(Data listing)
>>>>>

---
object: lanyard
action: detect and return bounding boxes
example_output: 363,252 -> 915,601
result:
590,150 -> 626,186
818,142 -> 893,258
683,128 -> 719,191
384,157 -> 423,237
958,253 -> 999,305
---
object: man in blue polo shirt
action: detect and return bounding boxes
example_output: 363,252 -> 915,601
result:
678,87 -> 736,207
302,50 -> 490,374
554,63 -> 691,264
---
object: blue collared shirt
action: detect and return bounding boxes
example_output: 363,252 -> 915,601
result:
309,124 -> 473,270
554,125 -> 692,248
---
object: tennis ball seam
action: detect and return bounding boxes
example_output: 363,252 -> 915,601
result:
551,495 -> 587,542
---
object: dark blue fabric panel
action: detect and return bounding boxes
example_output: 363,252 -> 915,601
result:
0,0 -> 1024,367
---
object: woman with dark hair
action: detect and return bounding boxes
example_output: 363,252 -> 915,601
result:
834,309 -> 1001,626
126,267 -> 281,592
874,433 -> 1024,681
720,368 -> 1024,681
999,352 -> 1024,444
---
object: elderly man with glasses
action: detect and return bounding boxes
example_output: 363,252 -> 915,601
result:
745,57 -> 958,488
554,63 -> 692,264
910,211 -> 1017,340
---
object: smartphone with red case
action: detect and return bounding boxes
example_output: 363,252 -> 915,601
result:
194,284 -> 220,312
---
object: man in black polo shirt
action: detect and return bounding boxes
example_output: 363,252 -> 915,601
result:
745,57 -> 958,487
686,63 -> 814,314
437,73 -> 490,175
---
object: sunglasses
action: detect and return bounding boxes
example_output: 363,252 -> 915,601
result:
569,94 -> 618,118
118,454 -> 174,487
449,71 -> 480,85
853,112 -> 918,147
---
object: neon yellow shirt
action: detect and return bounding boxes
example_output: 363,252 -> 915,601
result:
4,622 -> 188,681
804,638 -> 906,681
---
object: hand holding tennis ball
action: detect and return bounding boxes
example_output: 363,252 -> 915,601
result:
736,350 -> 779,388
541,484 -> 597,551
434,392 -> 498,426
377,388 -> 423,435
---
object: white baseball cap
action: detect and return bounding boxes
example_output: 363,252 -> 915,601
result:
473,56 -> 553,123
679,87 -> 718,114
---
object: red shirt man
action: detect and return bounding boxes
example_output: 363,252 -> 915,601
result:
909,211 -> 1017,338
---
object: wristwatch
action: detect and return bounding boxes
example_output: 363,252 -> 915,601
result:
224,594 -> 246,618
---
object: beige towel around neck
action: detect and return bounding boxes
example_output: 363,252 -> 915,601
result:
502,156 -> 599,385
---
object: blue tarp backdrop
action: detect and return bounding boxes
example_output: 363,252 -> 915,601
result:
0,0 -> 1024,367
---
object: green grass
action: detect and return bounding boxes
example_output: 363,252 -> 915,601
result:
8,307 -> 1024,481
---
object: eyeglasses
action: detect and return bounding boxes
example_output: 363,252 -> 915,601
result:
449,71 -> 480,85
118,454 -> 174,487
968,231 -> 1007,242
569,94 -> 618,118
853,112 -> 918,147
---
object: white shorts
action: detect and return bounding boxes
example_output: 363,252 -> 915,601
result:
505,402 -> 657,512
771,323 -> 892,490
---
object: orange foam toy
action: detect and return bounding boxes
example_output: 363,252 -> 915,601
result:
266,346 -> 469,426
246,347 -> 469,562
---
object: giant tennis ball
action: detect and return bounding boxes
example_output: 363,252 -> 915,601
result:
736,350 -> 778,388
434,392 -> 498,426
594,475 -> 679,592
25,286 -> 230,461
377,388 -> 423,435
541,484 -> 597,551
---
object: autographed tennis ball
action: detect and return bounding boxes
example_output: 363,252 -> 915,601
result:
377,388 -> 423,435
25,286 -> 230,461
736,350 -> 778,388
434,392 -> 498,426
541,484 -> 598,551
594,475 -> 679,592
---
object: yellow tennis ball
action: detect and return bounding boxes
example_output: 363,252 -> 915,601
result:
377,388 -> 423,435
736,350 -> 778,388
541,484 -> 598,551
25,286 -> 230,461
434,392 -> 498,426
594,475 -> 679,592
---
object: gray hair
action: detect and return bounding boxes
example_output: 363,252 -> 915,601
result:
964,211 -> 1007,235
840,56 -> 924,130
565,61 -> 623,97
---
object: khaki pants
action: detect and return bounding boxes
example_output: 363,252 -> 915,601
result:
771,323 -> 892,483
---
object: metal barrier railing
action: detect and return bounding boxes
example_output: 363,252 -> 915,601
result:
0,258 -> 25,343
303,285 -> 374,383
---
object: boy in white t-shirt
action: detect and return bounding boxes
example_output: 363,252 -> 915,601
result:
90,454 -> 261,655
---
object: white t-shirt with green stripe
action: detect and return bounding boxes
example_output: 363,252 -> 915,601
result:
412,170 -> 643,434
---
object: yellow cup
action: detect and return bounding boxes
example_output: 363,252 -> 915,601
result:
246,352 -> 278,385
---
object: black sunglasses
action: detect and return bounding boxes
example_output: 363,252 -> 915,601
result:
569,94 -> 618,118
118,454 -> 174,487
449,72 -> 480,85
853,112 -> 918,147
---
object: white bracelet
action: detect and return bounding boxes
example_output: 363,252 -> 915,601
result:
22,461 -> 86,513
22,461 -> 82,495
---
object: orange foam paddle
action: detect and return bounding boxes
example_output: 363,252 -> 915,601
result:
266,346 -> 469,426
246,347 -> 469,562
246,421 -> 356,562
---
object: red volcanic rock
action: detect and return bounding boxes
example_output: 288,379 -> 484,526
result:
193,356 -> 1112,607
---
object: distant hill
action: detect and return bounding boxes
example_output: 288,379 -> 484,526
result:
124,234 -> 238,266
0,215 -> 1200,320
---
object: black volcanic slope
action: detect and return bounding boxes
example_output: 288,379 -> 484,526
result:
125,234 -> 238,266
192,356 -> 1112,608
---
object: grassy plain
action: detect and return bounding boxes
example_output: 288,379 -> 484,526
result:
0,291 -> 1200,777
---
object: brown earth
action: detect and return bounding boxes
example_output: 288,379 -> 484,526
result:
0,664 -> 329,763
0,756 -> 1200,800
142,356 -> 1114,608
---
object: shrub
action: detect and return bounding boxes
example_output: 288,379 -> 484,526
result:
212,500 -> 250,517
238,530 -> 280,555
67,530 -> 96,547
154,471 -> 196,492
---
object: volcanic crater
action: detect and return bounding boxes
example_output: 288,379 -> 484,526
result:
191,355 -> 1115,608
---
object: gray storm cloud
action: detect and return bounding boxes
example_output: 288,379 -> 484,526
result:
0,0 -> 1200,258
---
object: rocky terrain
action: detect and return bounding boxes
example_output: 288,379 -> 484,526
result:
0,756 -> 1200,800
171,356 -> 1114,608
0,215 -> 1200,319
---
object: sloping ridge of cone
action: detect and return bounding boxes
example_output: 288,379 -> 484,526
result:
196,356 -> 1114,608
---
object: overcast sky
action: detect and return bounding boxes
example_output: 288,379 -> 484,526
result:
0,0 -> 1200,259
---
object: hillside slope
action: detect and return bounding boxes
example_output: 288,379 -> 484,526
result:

<<<<<

TASK PROMPT: Copy the listing from its start through the line with "554,125 -> 692,248", both ends included. Multiply every bounding box coordinate in the results by 0.6 and round to whole numbers, halves up, and keep every other line, sample outputs included, unchanged.

SOLUTION TO THE PROBLEM:
---
object: lanyard
action: detect and return bounding boxes
example_output: 363,252 -> 915,601
result:
354,90 -> 376,112
491,85 -> 536,155
410,77 -> 431,115
230,94 -> 254,142
575,152 -> 599,183
---
object: man in blue polo shirt
action: detect and return bounding boxes
example_output: 363,252 -> 915,601
result:
407,52 -> 442,124
181,30 -> 294,224
332,38 -> 415,158
---
object: blue collared shirt
action: detect and return bounding boxes
example_output: 363,252 -> 915,601
result:
185,74 -> 284,162
332,75 -> 415,149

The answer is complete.